**What is expected:**
How many lines in the records below contain the string "trunk"? Reply with the number alone.

[Pointing dataset records]

****************************************

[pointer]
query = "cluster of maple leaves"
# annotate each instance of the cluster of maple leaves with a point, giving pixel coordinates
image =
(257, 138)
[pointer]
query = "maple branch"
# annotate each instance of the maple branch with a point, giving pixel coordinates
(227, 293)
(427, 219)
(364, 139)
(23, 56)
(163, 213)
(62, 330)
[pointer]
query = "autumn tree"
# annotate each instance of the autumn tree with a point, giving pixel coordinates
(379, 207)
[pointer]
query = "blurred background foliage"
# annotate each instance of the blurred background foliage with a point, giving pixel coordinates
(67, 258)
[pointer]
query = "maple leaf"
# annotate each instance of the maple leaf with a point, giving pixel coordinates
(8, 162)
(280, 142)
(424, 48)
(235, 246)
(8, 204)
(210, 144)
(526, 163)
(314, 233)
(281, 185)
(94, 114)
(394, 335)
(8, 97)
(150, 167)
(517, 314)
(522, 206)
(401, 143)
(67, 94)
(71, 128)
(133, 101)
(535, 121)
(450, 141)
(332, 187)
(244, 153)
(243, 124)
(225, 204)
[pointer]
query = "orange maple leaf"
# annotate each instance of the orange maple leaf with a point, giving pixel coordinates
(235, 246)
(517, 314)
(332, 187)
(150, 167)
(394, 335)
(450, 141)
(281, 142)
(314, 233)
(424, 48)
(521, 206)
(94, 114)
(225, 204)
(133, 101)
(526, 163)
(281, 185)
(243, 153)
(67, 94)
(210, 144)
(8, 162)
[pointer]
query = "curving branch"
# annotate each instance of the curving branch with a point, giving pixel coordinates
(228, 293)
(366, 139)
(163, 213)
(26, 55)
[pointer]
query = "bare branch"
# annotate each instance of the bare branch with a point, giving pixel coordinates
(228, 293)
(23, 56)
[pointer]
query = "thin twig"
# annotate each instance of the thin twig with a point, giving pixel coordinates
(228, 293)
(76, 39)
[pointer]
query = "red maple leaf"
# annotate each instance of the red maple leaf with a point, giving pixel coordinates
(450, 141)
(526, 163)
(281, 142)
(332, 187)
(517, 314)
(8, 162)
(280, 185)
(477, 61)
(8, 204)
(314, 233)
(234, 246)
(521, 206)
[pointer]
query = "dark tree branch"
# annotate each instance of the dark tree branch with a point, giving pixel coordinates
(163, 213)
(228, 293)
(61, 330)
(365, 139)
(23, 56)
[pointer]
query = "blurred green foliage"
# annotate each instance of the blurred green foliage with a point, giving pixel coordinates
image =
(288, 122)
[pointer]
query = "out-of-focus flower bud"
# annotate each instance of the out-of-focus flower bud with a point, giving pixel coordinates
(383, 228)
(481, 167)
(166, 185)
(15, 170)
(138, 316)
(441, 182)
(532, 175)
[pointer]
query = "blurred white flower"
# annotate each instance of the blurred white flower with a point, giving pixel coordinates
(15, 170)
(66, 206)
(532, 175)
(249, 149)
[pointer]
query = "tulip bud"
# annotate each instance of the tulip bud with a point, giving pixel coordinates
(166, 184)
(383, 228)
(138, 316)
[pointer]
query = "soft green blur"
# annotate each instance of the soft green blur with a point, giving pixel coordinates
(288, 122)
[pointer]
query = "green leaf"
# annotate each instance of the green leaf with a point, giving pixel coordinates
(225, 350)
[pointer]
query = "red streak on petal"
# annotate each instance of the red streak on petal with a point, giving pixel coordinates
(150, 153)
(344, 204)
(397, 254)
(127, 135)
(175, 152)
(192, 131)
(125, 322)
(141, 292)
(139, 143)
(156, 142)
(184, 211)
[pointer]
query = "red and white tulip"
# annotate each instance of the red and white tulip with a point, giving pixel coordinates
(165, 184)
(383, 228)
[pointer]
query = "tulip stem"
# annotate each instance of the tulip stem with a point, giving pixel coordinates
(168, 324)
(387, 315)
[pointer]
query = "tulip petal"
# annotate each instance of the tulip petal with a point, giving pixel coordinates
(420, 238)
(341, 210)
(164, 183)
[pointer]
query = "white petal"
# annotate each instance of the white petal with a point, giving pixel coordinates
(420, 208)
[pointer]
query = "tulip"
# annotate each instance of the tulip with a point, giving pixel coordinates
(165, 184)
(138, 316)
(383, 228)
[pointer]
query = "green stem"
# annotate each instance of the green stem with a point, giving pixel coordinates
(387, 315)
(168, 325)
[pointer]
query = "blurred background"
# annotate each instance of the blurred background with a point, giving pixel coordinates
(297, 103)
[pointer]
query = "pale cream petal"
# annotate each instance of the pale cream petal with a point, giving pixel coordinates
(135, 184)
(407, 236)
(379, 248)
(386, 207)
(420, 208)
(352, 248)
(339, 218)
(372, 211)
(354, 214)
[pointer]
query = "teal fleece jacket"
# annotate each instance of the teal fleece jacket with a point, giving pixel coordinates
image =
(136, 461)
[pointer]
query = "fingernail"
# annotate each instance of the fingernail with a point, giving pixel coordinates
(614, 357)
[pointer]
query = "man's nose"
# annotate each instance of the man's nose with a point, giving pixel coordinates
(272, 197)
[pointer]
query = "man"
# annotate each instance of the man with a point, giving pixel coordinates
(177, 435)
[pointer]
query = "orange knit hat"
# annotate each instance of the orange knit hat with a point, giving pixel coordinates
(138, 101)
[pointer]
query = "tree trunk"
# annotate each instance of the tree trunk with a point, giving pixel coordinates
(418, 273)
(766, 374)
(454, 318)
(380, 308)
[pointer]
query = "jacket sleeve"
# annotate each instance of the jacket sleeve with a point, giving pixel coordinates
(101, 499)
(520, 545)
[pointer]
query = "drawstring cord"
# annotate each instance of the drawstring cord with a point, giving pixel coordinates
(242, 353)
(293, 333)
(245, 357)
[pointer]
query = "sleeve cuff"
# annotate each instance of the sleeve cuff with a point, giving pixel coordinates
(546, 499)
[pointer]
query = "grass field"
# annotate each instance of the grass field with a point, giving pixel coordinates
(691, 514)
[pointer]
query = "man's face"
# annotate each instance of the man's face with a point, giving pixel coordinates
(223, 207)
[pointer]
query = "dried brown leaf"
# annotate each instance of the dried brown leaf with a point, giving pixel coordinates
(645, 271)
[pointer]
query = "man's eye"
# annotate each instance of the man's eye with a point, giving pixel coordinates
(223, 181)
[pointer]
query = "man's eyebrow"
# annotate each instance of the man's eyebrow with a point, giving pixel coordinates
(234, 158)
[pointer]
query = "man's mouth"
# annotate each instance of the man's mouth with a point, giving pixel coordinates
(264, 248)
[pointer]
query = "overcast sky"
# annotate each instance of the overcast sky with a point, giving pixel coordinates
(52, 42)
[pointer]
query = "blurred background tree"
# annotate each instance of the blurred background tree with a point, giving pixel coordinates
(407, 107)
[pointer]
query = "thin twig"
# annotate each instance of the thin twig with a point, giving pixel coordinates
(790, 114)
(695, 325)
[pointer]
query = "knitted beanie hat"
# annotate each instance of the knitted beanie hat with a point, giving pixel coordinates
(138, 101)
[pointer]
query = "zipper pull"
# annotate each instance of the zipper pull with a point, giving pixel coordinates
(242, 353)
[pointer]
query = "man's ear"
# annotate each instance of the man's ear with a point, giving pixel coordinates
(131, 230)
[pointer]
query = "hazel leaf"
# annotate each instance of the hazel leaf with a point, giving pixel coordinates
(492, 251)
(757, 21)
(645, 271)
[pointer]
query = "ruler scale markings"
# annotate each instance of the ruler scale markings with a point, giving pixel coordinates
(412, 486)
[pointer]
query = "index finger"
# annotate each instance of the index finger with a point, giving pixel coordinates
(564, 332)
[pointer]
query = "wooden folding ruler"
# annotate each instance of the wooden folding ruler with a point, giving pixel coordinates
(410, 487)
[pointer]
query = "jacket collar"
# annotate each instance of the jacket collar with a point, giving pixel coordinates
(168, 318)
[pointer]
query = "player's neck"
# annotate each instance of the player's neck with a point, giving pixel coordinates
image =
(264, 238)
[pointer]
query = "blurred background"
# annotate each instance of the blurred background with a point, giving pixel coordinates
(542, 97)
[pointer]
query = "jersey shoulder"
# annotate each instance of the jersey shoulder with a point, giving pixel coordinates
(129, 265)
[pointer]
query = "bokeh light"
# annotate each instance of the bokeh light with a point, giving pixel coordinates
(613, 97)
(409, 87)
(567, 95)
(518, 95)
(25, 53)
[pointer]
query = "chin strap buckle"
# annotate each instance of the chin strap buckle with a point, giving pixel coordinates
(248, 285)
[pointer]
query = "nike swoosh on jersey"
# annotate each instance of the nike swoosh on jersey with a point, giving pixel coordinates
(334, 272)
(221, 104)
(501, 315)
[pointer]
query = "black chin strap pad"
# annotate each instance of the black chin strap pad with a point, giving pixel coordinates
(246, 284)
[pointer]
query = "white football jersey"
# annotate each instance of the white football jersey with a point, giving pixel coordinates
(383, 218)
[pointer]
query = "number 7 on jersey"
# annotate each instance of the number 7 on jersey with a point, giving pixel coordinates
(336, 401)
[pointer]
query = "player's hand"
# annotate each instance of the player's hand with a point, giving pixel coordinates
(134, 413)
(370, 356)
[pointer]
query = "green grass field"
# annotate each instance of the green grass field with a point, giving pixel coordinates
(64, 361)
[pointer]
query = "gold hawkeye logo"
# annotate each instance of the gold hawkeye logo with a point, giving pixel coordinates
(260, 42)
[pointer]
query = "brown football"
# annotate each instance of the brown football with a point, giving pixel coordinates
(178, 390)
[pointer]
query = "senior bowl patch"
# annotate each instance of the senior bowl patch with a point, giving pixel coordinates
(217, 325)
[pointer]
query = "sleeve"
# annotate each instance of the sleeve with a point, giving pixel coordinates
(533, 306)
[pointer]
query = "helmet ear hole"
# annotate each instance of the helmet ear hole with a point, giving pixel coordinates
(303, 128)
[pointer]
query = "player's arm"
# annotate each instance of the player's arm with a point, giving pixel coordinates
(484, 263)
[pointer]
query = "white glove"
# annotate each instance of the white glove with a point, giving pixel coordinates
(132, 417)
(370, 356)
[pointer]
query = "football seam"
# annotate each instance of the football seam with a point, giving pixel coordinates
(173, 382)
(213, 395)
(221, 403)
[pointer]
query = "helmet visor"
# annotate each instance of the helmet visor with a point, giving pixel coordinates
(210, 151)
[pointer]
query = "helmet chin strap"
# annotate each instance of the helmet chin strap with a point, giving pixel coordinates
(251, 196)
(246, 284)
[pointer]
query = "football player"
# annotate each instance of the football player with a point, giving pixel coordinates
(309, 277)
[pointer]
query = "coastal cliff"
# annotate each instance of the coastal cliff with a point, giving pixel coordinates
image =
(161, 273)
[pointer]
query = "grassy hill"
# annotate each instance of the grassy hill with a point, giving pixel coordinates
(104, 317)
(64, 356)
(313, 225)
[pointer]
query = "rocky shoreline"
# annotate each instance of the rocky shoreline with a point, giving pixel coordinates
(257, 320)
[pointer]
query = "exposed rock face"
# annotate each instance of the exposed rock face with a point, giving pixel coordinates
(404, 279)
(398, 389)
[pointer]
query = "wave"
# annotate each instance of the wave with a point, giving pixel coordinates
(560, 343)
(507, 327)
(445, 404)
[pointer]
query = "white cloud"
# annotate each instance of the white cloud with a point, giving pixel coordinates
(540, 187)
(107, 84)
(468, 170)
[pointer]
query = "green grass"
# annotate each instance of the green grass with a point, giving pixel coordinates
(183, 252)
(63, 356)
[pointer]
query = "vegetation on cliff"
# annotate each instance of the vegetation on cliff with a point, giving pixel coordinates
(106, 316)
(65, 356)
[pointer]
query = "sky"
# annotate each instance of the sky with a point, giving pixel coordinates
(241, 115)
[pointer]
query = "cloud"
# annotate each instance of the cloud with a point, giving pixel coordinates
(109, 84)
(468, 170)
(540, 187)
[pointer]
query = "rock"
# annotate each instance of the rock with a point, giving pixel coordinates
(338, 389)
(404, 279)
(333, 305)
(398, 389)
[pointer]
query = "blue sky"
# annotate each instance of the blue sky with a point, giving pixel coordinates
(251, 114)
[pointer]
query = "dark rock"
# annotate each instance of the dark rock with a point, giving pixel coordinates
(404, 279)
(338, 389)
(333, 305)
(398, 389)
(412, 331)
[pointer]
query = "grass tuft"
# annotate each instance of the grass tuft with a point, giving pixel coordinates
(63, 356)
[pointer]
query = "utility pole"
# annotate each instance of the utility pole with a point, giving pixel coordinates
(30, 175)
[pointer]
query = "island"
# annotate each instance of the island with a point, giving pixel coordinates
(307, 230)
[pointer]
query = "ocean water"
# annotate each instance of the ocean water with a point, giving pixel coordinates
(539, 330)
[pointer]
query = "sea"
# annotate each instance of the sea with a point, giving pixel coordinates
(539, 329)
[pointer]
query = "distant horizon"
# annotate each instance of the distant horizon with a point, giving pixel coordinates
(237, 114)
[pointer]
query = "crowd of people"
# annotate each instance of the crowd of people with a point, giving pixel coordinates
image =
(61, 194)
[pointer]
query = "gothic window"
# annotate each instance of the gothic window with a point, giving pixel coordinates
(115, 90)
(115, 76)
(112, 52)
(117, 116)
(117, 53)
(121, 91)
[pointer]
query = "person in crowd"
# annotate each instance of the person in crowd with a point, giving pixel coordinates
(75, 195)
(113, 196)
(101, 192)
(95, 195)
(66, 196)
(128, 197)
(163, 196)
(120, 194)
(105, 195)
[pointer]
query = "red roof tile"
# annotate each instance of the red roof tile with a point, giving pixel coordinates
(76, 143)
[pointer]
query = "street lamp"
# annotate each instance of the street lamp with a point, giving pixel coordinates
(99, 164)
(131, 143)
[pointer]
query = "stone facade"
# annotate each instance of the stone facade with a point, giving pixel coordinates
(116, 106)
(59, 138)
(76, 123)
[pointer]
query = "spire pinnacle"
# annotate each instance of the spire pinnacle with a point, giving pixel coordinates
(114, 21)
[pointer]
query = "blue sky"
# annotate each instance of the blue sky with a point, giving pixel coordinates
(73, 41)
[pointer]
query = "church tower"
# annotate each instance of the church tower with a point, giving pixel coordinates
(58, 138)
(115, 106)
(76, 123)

****************************************

**Reply:**
2